◆ **EXERCISE DIRECTIONS**: Copy out the lines of the listing below verbatim, starting at the line that contains "Put a dot on every instance of the car windshield" and continuing through the final line of the listing.

◆ **Entries from a point annotation set**:
• • • • •

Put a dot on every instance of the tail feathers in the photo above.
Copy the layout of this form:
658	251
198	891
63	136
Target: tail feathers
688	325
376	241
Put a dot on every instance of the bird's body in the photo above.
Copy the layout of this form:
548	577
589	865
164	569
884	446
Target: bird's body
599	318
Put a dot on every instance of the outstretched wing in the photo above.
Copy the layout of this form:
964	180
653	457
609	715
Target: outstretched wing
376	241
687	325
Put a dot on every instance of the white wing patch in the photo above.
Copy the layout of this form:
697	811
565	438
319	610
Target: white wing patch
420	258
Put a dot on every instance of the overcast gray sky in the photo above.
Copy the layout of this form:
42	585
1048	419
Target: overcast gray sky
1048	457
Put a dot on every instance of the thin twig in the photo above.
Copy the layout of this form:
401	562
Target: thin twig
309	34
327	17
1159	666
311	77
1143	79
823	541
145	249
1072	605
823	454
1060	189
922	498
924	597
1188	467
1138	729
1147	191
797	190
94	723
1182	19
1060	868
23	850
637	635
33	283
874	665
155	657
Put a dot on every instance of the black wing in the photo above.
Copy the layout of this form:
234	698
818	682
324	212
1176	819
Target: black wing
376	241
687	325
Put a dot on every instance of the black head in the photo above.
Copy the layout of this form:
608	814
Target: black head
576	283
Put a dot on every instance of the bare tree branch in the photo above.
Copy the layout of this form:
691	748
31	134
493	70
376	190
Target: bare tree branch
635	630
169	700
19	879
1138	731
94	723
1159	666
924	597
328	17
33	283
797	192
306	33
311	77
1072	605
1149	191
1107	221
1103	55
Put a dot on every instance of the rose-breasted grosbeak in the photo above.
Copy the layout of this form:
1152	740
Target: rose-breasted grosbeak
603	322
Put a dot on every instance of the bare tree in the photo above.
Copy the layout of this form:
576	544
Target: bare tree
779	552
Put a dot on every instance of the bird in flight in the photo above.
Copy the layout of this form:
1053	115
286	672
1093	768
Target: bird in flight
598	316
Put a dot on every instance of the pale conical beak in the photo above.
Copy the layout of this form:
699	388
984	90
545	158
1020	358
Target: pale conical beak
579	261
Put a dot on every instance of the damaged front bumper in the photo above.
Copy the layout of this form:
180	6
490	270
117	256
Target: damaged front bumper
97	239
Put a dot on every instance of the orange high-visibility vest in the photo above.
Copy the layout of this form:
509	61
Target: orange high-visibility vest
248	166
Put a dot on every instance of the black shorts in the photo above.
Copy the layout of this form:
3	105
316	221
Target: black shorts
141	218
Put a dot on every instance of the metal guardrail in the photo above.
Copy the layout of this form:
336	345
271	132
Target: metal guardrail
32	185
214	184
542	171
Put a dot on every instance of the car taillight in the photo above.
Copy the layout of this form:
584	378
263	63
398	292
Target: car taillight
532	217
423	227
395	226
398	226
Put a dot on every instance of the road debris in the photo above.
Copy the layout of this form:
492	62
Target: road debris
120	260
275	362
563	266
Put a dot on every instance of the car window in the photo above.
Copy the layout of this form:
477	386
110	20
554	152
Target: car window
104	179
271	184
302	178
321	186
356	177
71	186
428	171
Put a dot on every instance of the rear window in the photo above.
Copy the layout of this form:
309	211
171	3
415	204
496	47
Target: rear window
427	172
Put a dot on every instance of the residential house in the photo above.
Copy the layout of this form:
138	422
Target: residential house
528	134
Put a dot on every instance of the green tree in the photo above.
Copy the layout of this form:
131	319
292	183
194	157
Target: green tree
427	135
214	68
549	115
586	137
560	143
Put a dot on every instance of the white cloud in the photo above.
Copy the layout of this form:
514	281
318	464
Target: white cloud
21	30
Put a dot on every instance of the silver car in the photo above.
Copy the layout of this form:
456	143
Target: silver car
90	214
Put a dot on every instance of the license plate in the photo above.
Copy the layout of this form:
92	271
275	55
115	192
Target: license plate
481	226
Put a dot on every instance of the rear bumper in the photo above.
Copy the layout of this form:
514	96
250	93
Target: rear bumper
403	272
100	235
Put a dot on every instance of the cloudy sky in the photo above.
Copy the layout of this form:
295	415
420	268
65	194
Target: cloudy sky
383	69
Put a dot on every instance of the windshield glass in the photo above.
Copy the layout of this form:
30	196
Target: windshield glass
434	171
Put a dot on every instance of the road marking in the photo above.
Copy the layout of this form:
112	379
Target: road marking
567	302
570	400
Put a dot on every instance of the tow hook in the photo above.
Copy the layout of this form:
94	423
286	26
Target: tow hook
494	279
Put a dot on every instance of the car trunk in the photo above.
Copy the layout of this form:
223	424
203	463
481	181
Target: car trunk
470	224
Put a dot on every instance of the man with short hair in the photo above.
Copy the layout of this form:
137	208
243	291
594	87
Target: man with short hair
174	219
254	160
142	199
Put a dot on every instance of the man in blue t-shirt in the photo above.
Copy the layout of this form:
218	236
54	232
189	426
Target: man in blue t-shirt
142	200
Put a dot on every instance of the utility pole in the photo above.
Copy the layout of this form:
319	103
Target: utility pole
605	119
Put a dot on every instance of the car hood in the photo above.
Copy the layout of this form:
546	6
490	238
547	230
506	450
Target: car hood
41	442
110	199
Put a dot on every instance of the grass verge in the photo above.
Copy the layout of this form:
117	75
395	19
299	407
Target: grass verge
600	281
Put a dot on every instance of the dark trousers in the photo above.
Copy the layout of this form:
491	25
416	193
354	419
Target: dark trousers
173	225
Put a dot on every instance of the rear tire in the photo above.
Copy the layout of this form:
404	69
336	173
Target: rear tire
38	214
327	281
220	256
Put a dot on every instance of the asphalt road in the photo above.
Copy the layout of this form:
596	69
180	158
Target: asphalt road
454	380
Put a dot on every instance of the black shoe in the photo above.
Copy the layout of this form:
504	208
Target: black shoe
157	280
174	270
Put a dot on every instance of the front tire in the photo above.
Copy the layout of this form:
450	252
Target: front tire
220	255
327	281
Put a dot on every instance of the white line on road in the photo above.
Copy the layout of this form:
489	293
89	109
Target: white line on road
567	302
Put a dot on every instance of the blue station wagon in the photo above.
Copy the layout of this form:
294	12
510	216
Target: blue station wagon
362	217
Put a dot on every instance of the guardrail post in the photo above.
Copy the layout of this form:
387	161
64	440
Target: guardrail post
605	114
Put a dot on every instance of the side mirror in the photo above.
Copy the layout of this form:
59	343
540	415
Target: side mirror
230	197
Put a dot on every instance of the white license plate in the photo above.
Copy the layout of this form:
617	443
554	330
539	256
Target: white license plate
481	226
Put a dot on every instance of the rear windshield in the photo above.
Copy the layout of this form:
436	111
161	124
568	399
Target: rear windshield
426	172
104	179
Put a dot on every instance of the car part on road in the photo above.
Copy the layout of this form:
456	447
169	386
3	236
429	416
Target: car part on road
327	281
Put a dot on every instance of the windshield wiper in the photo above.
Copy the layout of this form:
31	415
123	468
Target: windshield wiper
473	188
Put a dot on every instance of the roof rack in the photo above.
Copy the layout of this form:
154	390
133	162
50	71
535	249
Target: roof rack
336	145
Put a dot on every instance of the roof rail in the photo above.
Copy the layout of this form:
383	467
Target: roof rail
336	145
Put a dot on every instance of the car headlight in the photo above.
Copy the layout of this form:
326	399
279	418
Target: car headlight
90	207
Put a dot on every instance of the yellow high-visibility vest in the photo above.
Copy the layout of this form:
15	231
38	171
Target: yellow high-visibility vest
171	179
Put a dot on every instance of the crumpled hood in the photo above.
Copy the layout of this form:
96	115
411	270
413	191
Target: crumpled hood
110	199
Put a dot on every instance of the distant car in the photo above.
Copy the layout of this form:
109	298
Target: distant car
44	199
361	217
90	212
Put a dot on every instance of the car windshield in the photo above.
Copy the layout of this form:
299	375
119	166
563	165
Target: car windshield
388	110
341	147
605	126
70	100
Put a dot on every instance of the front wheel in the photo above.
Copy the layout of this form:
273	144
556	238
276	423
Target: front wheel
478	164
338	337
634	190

• • • • •

◆ **TASK RESULT**:
Put a dot on every instance of the car windshield in the photo above.
Copy the layout of this form:
299	375
119	166
563	165
Target: car windshield
388	110
341	147
605	126
70	100
Put a dot on every instance of the front wheel in the photo above.
Copy the layout of this form:
273	144
556	238
276	423
Target: front wheel
478	164
338	337
634	190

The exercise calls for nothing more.